● **问题**:
把下方这篇讲 SGU 176 有上下界最小流的题解一字不差地完整摘录出来。

● **节选内容**:
↓

SGU 176 Flow construction (有源有汇有上下界最小流)

时间:2021-07-08 16:51:02

题意:给定 n 个点,m 条有向边,如果有向边的标号是1的话,就表示该边的上界下界都为容量 ,如果有向边的标号为0的哈,表示该边的下界为0,上界为容量 ,
现在问,从 1 到 n 的最小流是多少,并输出每条边的流量。

析:首先吐槽一下这个题,我数组开小了,还有网络流写错一个符号,为什么都是PE,而不是 WA 或者是RE,很不能理解。

这个题目是一个有源有汇有上下界最小流,首先处理所有输入的边,记录每个点的下界流入的流量与流出流量的差,如果这个差大于 0,那么就从超级源点 s连一条 i 的边,容量就是差值,如果是这个值小于 0,那么从 i 到超级汇点 t 连一条边,容量为这个值的相反数,然后对于原先的边,连接的都是上界减下界的容量。

然后从跑一次 s -> t 最大流,然后再连一条边 n -> 1 容量为无穷大,然后再跑一次 s -> t 最大流,如果这次的和等于原来每个点的下界流入的流量与流出流量的差大于0 的和,那么就是有解,否则就是无解,如果有解,只要按顺序输出每条边的流量加上下界就好了。

↑

[来自指点数据集的条目]
↓

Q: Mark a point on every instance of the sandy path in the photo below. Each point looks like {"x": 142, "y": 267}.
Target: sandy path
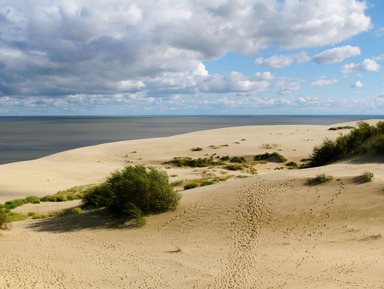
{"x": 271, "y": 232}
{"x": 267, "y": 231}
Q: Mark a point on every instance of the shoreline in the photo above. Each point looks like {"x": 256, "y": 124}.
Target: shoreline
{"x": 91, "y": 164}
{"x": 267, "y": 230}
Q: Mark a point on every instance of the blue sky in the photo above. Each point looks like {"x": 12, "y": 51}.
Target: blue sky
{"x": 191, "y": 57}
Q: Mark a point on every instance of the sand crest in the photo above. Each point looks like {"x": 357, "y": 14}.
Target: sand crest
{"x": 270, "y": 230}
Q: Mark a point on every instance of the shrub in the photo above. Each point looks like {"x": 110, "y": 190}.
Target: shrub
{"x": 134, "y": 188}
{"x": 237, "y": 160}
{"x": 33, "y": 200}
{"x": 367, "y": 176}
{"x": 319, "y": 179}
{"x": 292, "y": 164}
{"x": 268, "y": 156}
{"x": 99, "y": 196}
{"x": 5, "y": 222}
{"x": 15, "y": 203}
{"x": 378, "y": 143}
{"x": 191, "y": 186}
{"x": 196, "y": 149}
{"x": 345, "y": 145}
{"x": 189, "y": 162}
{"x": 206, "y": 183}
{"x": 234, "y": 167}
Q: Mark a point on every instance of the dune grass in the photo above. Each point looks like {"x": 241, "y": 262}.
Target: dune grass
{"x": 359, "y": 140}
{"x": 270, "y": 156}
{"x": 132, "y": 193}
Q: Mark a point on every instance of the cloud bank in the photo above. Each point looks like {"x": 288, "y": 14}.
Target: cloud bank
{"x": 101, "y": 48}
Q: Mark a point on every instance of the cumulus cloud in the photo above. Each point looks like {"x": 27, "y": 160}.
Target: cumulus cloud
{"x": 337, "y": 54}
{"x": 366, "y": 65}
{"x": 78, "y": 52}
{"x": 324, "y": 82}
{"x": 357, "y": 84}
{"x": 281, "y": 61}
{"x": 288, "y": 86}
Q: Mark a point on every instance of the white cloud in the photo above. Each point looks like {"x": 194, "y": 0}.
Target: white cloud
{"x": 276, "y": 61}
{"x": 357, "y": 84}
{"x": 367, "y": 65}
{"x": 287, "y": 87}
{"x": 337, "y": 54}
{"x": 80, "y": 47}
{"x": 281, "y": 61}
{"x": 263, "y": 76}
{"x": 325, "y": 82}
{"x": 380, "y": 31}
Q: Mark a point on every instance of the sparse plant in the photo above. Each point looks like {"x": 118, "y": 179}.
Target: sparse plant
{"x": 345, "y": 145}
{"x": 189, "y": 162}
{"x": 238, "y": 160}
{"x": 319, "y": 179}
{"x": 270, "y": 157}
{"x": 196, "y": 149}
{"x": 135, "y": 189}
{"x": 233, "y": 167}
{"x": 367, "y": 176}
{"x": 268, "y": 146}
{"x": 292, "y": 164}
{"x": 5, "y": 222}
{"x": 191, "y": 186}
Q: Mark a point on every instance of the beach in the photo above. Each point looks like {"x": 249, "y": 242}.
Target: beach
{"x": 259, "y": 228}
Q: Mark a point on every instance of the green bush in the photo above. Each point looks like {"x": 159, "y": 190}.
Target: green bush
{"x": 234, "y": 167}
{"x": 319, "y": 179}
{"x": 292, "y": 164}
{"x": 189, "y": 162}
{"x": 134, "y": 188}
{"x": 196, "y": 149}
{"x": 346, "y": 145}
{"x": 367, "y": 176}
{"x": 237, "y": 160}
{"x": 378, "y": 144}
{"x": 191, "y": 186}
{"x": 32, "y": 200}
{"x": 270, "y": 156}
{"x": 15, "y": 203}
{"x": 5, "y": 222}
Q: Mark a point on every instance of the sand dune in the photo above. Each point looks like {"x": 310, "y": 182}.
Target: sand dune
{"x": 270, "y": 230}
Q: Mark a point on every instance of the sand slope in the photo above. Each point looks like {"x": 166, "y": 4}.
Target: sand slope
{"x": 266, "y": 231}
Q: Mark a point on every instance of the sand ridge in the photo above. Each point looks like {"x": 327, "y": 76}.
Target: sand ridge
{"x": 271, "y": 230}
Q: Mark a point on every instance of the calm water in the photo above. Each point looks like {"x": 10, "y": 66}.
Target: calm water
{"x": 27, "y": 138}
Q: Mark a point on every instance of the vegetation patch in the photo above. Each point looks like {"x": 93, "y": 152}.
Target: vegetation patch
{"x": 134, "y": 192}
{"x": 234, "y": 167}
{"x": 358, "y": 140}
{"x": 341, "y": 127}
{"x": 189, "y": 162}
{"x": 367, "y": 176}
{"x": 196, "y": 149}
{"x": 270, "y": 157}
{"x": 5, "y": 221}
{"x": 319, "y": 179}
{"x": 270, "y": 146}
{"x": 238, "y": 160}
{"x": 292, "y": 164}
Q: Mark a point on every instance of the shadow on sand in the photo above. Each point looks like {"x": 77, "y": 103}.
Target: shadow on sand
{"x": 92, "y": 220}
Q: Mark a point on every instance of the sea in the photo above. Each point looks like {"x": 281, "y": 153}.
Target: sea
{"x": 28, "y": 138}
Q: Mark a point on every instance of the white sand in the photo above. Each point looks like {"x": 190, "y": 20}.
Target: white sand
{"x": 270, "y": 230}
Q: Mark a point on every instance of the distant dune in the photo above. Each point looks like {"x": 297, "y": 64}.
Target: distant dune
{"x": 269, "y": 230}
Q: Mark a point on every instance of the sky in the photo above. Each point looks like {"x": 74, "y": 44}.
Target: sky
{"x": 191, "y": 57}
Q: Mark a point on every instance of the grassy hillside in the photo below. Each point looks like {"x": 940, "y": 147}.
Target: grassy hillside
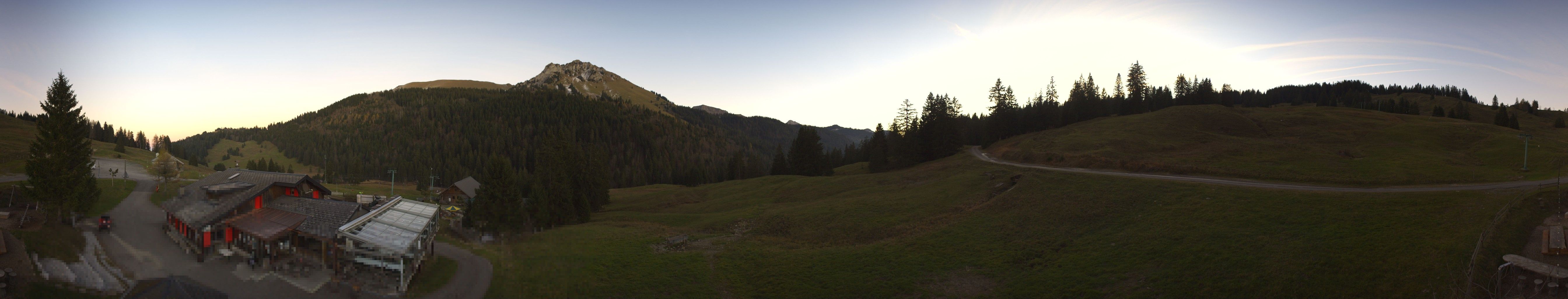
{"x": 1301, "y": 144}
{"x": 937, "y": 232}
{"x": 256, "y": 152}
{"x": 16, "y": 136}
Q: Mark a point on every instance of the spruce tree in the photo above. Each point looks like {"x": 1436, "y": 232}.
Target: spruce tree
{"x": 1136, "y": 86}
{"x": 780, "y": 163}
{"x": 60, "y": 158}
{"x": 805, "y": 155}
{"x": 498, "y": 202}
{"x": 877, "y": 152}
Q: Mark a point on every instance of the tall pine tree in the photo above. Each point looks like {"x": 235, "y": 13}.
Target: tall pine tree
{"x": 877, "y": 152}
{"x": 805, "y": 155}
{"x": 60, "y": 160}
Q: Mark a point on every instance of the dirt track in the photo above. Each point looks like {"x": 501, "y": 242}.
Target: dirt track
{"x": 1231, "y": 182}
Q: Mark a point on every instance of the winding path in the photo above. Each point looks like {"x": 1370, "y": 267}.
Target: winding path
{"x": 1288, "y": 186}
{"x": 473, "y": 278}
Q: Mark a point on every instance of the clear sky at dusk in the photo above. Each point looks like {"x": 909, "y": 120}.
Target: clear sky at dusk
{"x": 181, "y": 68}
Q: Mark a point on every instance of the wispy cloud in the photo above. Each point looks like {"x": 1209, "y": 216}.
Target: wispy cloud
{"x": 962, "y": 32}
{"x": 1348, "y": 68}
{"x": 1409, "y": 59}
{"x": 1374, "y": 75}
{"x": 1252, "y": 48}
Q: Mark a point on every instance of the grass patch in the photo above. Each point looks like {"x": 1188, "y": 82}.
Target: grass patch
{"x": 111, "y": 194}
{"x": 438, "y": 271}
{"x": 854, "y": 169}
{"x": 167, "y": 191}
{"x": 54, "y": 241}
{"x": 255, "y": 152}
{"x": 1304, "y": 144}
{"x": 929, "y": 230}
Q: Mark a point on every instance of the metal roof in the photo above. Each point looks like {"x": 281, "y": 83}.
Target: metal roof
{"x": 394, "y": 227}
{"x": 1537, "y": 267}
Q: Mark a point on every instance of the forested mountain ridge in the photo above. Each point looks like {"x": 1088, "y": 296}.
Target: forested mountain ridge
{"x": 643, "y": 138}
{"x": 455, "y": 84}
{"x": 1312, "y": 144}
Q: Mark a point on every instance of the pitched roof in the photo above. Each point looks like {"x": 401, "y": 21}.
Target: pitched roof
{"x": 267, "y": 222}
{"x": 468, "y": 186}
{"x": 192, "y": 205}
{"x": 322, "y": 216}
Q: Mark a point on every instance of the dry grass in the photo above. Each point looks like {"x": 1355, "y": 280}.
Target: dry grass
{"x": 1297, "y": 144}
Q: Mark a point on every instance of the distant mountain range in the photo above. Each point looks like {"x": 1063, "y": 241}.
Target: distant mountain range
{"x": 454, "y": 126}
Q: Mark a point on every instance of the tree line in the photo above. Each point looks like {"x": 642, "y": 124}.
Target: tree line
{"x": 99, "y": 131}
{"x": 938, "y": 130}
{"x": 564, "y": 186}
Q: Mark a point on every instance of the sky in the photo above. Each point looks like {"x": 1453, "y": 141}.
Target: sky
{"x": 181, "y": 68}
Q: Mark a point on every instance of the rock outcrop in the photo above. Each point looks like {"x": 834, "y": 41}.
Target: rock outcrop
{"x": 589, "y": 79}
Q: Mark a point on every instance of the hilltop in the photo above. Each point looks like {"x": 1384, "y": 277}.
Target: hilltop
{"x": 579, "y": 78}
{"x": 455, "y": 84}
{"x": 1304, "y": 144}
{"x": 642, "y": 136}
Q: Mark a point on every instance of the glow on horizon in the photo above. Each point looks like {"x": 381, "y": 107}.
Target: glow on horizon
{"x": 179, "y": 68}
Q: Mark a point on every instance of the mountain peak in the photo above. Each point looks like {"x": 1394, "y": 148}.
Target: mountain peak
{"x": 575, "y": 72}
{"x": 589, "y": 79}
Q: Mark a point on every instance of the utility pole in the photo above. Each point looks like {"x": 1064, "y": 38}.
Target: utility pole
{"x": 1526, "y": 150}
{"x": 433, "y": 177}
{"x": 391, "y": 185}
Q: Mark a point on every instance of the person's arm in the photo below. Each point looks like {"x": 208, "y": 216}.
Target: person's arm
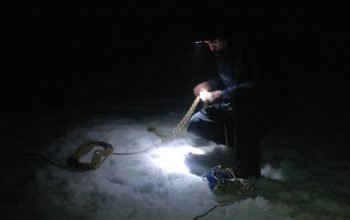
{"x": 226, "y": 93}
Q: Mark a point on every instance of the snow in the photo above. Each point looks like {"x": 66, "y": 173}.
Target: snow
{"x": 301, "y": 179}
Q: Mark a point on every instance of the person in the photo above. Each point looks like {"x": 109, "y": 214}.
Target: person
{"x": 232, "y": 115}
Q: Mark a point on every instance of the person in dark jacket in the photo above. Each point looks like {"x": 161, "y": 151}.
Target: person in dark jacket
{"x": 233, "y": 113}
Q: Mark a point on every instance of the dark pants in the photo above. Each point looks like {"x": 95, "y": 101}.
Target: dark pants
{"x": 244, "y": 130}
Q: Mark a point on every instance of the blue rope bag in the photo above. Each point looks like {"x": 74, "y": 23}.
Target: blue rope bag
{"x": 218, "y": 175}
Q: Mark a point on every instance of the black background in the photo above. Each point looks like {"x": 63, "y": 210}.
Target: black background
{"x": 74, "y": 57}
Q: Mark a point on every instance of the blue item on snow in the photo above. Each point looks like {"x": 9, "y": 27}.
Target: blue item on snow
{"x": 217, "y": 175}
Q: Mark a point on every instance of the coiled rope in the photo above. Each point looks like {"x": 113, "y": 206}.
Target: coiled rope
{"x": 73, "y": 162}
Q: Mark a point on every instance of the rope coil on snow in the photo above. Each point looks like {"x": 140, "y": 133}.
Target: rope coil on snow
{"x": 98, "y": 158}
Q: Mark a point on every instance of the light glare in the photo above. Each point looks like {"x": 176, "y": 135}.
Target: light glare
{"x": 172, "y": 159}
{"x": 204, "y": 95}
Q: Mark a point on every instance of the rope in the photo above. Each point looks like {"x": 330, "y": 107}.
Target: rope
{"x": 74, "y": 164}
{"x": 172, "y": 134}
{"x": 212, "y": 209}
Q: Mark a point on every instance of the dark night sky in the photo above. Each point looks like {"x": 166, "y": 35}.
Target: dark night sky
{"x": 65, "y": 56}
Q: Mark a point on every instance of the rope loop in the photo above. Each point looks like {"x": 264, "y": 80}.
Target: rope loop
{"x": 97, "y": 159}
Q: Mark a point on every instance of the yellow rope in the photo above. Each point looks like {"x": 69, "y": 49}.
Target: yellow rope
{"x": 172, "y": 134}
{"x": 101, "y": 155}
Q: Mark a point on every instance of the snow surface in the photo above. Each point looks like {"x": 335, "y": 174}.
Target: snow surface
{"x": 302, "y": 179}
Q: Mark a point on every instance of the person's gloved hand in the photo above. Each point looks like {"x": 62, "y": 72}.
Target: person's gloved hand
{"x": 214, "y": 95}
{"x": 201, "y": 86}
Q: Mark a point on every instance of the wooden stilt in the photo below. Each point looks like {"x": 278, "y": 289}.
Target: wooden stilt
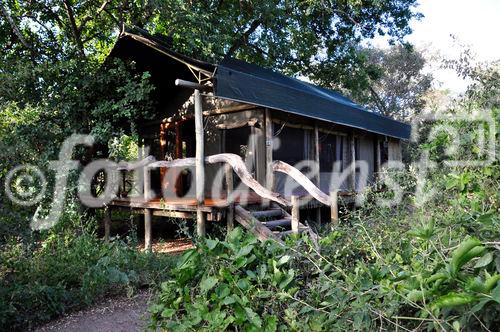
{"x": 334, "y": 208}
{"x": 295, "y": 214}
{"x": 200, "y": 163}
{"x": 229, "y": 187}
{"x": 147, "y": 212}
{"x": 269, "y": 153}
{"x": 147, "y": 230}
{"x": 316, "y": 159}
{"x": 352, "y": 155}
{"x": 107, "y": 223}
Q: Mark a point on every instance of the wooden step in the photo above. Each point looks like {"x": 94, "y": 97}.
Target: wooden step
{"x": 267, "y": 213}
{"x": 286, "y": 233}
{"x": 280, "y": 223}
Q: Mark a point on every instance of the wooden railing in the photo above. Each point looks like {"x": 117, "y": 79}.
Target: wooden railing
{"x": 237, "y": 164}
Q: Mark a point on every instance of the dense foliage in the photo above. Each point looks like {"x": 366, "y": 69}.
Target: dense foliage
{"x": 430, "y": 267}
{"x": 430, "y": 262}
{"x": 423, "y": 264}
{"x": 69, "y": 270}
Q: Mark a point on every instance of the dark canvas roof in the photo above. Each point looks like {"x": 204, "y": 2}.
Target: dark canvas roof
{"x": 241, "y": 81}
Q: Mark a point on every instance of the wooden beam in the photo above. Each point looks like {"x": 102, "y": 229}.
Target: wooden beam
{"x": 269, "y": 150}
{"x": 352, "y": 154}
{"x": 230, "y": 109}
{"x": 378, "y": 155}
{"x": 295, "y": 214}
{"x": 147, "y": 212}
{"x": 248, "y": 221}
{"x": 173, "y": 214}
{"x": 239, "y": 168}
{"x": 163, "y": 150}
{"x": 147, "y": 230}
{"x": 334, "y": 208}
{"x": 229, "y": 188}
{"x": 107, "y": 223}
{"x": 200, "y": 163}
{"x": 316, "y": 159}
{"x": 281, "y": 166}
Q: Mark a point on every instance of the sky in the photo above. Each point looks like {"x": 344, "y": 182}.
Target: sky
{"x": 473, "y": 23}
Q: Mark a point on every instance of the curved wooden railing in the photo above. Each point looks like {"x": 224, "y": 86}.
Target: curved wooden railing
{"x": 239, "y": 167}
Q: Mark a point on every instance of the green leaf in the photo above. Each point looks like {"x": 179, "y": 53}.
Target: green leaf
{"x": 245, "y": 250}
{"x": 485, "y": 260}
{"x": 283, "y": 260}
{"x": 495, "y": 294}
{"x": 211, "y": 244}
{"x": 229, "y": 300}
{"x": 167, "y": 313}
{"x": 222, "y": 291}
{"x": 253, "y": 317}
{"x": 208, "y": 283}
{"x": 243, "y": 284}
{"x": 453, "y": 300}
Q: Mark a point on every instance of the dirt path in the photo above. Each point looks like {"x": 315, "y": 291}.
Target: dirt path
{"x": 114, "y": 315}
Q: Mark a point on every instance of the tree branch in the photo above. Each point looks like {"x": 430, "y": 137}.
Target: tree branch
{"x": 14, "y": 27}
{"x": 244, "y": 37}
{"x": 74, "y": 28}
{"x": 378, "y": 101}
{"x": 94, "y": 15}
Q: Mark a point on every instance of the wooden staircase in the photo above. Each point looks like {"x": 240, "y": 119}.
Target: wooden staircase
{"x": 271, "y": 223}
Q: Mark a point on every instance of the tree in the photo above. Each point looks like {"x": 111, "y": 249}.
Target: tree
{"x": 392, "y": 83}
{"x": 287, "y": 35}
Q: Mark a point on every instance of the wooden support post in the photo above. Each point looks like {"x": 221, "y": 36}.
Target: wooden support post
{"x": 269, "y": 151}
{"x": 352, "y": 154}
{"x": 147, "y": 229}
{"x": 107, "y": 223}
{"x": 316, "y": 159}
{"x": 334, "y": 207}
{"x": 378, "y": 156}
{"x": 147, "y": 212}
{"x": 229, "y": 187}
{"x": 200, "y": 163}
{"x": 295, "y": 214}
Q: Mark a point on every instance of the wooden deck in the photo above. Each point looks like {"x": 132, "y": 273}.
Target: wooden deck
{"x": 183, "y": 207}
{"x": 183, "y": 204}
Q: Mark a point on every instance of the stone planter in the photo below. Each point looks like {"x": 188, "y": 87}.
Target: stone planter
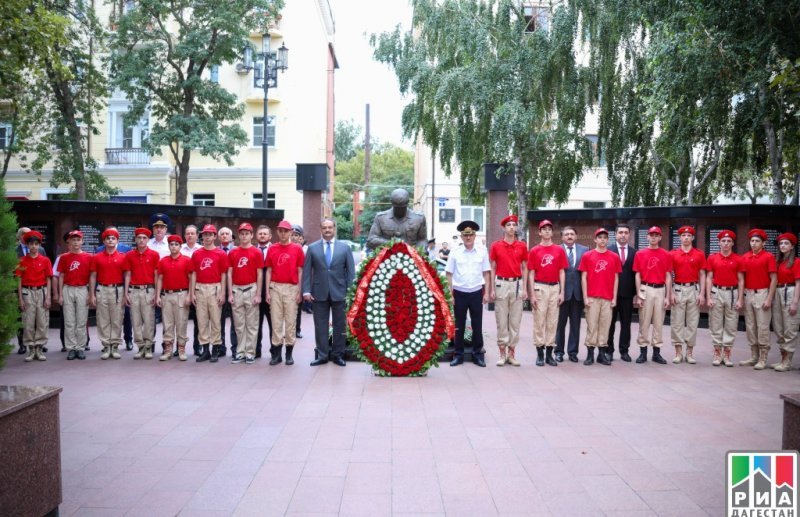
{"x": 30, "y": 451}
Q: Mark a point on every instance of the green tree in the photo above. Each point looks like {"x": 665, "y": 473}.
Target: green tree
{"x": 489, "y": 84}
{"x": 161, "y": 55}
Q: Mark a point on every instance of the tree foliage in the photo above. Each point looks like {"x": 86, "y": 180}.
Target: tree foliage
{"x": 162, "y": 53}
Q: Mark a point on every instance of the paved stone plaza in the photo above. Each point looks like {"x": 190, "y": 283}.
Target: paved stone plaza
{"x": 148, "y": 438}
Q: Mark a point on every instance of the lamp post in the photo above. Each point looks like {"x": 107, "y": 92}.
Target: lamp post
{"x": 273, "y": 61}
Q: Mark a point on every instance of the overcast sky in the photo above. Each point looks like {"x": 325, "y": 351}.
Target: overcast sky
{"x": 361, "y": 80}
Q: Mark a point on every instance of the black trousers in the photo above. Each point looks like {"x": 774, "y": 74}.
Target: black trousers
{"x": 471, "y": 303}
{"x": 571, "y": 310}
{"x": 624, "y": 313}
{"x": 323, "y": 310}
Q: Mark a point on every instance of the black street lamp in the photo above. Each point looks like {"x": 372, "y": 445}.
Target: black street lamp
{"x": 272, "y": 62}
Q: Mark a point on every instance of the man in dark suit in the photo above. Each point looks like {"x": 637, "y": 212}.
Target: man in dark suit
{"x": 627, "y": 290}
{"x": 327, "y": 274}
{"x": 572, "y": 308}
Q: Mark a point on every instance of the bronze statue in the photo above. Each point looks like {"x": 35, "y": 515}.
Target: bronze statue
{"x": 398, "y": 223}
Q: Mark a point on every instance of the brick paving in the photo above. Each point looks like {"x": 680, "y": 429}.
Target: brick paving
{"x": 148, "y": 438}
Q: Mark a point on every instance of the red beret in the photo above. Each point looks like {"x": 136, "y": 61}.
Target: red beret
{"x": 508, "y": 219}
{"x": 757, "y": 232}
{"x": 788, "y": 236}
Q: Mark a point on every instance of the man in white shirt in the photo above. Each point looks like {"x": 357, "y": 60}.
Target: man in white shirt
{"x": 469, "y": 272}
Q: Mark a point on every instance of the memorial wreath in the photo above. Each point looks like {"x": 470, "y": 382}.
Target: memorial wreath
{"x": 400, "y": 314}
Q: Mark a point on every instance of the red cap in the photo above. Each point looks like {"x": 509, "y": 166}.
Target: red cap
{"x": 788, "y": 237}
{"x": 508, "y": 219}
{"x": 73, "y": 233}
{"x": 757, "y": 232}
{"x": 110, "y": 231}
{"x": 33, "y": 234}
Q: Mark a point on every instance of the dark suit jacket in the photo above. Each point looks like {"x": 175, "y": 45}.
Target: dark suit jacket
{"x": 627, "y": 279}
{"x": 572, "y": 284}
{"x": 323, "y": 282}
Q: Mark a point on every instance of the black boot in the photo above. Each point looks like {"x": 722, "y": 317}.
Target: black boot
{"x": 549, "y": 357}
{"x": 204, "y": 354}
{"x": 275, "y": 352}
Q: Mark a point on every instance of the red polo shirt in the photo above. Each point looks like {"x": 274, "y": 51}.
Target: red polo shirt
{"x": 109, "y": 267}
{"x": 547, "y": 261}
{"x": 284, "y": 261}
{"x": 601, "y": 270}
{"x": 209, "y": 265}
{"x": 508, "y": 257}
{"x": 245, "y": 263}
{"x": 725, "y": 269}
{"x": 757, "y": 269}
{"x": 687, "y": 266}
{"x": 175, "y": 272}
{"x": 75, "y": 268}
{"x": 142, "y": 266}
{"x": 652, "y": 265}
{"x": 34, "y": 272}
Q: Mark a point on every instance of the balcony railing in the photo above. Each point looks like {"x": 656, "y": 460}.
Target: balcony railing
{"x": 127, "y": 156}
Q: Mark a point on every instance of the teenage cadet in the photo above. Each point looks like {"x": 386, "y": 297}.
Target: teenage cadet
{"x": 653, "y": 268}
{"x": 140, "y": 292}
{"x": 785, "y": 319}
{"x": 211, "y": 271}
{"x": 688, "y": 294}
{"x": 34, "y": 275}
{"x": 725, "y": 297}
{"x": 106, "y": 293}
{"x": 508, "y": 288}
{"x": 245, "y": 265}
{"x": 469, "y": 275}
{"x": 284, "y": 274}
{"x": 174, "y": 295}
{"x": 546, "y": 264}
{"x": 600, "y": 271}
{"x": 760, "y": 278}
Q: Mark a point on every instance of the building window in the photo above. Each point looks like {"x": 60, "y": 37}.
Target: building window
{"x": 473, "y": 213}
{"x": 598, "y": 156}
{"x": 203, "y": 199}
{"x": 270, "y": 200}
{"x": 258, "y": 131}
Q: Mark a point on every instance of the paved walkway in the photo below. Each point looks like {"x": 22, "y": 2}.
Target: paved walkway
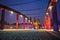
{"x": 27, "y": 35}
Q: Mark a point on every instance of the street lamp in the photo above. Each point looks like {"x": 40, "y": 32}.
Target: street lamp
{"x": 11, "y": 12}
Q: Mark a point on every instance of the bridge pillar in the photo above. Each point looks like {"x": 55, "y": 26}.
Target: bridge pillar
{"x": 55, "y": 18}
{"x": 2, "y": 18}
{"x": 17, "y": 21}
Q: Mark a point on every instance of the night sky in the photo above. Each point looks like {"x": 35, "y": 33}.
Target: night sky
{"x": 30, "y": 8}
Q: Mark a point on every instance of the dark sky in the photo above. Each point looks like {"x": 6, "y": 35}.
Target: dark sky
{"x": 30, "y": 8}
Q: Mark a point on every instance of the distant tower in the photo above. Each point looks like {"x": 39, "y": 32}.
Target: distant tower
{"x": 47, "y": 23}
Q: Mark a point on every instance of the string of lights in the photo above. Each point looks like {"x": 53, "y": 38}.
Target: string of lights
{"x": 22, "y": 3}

↑

● **最终答案**:
SGU 176 Flow construction (有源有汇有上下界最小流)

时间:2021-07-08 16:51:02

题意:给定 n 个点,m 条有向边,如果有向边的标号是1的话,就表示该边的上界下界都为容量 ,如果有向边的标号为0的哈,表示该边的下界为0,上界为容量 ,
现在问,从 1 到 n 的最小流是多少,并输出每条边的流量。

析:首先吐槽一下这个题,我数组开小了,还有网络流写错一个符号,为什么都是PE,而不是 WA 或者是RE,很不能理解。

这个题目是一个有源有汇有上下界最小流,首先处理所有输入的边,记录每个点的下界流入的流量与流出流量的差,如果这个差大于 0,那么就从超级源点 s连一条 i 的边,容量就是差值,如果是这个值小于 0,那么从 i 到超级汇点 t 连一条边,容量为这个值的相反数,然后对于原先的边,连接的都是上界减下界的容量。

然后从跑一次 s -> t 最大流,然后再连一条边 n -> 1 容量为无穷大,然后再跑一次 s -> t 最大流,如果这次的和等于原来每个点的下界流入的流量与流出流量的差大于0 的和,那么就是有解,否则就是无解,如果有解,只要按顺序输出每条边的流量加上下界就好了。